# [PROMPT]
How many lines in the records below contain the string "yellow"? Reply with the number alone.

# [INPUT FOR THIS TASK]
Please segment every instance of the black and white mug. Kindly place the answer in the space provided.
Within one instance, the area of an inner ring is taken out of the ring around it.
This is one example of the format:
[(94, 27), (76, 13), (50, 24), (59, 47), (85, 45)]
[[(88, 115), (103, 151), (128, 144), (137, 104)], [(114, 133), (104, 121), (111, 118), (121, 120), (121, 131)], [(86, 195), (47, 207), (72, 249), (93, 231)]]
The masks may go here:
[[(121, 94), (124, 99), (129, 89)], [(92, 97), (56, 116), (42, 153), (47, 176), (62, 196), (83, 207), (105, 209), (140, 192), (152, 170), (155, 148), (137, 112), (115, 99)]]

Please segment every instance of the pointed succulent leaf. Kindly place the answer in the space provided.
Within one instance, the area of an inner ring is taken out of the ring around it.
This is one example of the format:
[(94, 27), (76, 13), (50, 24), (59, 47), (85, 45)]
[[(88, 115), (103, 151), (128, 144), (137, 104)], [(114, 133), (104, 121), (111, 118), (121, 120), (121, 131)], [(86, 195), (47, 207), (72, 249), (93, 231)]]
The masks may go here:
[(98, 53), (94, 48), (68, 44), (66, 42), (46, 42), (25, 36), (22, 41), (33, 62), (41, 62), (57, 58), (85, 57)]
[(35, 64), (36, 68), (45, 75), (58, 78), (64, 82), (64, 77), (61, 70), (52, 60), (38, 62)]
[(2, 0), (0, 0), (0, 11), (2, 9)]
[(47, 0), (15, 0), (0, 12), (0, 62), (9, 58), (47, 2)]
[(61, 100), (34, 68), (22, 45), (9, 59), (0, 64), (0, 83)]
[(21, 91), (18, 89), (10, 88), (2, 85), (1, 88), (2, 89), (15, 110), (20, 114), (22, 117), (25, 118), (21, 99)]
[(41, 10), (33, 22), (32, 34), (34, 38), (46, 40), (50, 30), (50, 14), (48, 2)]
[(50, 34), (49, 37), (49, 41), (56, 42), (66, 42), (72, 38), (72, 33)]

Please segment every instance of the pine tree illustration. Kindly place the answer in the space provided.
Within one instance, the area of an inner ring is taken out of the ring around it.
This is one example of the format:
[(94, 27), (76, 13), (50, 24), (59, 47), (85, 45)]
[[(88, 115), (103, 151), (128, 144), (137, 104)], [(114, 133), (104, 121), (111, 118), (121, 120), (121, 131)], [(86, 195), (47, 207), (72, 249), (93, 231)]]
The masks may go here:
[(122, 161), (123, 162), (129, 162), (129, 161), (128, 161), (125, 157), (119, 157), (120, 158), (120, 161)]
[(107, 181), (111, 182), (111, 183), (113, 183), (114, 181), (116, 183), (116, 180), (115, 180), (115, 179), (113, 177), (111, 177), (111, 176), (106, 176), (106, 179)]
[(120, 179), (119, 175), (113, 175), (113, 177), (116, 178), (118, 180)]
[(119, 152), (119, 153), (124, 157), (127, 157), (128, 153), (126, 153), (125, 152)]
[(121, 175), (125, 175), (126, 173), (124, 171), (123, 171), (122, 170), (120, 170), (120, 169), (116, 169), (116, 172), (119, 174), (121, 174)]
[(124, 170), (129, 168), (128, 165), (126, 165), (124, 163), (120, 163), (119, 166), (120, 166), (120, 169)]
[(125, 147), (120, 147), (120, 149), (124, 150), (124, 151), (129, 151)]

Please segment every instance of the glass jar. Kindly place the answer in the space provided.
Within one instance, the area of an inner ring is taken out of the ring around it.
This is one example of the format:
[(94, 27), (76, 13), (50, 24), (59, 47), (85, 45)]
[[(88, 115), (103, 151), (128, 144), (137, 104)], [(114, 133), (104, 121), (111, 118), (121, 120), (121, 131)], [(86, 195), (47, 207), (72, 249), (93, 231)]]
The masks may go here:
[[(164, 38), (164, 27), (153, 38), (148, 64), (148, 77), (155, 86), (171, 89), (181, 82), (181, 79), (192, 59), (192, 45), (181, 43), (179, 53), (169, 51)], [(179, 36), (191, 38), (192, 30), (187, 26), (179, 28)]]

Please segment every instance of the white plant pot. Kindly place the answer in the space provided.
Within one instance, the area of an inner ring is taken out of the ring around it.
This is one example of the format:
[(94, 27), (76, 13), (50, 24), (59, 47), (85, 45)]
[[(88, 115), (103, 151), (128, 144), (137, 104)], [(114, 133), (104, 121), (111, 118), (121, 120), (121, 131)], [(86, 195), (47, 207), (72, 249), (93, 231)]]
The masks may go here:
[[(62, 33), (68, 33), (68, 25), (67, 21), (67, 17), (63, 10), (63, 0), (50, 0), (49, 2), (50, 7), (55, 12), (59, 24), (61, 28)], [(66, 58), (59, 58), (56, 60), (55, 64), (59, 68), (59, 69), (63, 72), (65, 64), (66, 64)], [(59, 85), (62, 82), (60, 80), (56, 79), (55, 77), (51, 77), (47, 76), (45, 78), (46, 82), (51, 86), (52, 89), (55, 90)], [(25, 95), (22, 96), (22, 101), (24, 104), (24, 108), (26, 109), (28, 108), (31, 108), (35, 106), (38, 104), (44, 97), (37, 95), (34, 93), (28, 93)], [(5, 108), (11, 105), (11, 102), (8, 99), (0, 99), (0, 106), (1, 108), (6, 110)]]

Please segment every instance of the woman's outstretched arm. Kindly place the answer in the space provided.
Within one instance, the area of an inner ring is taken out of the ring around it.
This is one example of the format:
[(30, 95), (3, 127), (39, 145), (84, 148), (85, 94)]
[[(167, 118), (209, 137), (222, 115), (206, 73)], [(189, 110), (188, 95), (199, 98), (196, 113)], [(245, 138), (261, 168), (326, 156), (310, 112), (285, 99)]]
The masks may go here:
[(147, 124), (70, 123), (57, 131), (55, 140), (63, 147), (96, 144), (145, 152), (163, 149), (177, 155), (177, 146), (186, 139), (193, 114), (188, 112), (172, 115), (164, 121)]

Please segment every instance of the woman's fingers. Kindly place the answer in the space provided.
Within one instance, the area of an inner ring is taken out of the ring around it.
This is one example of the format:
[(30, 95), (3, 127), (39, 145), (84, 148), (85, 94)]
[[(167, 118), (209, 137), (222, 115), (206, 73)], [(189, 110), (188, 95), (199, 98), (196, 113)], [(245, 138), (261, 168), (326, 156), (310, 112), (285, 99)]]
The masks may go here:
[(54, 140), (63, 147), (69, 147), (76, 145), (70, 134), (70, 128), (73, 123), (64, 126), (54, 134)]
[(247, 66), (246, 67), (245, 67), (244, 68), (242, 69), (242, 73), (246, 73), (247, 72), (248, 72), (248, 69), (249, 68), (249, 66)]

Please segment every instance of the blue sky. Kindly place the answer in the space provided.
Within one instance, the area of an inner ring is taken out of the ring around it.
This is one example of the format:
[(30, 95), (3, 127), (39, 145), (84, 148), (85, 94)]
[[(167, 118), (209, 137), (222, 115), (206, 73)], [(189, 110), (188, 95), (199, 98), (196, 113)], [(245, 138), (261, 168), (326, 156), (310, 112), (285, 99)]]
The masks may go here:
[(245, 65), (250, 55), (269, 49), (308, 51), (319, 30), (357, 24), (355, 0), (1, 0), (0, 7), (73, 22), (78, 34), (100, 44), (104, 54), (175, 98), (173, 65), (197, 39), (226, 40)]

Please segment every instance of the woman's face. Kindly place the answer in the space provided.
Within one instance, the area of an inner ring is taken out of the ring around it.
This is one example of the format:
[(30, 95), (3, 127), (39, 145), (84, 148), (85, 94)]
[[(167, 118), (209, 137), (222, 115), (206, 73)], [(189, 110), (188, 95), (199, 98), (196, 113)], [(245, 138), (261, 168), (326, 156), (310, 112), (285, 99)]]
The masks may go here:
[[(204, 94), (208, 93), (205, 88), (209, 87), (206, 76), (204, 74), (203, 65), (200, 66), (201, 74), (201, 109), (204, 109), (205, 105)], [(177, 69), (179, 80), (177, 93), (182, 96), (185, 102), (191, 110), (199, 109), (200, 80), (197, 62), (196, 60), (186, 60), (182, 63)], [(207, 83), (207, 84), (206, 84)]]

...

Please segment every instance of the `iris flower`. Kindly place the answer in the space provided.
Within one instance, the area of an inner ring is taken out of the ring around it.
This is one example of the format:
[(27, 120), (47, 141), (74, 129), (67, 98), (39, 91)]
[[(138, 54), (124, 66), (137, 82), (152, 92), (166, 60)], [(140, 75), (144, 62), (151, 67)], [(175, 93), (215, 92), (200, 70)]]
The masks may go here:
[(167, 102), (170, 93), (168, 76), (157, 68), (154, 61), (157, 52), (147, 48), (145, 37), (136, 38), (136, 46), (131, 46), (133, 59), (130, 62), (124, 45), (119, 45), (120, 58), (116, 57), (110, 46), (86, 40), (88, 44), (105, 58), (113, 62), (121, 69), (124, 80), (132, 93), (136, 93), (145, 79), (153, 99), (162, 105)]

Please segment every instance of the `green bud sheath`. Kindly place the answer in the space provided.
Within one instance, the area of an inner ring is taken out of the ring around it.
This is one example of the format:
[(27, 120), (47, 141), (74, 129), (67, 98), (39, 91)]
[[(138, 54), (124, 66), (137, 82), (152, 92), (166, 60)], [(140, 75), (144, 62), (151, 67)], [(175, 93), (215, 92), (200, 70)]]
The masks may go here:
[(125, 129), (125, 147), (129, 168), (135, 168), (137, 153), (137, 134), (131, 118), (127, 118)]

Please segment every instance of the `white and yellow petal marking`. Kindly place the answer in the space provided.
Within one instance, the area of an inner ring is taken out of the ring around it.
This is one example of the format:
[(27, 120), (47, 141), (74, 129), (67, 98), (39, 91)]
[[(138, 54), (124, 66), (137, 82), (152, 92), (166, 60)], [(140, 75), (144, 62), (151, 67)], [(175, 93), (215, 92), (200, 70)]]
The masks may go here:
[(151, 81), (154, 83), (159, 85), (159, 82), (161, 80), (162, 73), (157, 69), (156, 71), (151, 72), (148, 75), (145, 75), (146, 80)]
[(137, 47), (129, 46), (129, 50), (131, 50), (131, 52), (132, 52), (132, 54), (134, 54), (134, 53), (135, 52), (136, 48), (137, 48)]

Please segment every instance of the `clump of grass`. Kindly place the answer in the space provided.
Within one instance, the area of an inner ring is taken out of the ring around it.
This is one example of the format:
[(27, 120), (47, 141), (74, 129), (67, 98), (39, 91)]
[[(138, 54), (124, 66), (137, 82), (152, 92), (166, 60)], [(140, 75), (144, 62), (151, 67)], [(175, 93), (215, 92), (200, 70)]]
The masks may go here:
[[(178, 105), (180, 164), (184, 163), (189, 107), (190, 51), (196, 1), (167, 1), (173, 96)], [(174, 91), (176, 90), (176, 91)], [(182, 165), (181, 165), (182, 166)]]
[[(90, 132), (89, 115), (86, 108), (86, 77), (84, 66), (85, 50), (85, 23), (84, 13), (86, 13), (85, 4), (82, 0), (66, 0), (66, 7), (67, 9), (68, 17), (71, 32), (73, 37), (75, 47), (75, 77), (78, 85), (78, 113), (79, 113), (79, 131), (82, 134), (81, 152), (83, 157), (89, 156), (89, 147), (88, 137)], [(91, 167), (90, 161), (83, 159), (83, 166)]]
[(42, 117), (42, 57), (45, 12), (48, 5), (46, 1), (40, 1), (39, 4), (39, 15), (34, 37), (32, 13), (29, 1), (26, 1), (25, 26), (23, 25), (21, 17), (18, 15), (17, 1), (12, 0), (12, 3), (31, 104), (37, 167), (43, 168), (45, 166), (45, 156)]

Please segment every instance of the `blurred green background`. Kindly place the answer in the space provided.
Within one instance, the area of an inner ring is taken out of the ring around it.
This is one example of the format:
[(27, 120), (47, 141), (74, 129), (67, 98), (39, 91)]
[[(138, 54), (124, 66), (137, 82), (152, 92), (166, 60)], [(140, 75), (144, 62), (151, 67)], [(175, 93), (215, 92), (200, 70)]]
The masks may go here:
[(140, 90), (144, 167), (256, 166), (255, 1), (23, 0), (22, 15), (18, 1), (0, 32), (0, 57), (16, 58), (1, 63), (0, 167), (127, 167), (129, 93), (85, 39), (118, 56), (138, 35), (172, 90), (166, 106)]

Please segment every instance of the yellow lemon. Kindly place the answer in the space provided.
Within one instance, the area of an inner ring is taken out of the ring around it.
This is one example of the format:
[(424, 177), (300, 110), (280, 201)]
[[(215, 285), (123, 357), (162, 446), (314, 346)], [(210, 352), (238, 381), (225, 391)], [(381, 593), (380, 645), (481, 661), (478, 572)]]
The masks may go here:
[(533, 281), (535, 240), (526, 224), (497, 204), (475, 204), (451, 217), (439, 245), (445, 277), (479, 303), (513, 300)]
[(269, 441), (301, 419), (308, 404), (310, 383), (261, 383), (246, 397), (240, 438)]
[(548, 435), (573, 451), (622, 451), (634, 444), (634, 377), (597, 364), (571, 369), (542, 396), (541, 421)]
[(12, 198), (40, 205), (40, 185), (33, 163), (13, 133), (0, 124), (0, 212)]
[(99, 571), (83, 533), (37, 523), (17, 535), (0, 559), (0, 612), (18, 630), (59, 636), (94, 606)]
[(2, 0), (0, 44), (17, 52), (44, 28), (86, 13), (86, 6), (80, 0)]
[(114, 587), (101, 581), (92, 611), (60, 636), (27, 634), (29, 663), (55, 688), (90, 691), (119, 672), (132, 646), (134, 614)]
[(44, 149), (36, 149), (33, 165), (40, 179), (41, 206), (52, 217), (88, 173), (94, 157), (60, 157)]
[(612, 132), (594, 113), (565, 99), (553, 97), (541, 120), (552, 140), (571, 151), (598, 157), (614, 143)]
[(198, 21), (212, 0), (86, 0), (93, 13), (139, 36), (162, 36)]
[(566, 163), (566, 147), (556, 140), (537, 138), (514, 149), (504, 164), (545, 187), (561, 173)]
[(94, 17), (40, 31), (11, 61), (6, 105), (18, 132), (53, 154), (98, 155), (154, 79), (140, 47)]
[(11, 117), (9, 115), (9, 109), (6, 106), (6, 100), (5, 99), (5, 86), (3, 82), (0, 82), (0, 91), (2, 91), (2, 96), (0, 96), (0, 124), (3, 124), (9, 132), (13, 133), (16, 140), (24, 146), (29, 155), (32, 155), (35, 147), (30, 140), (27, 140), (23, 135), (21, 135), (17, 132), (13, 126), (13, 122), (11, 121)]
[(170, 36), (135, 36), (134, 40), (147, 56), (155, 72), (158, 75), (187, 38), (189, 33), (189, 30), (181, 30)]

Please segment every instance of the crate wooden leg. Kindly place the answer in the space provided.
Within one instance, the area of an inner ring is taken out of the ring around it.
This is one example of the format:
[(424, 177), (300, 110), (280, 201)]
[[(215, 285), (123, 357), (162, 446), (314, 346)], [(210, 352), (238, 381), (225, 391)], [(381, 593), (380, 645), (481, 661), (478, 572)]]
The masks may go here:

# [OUTPUT OF THE EXERCISE]
2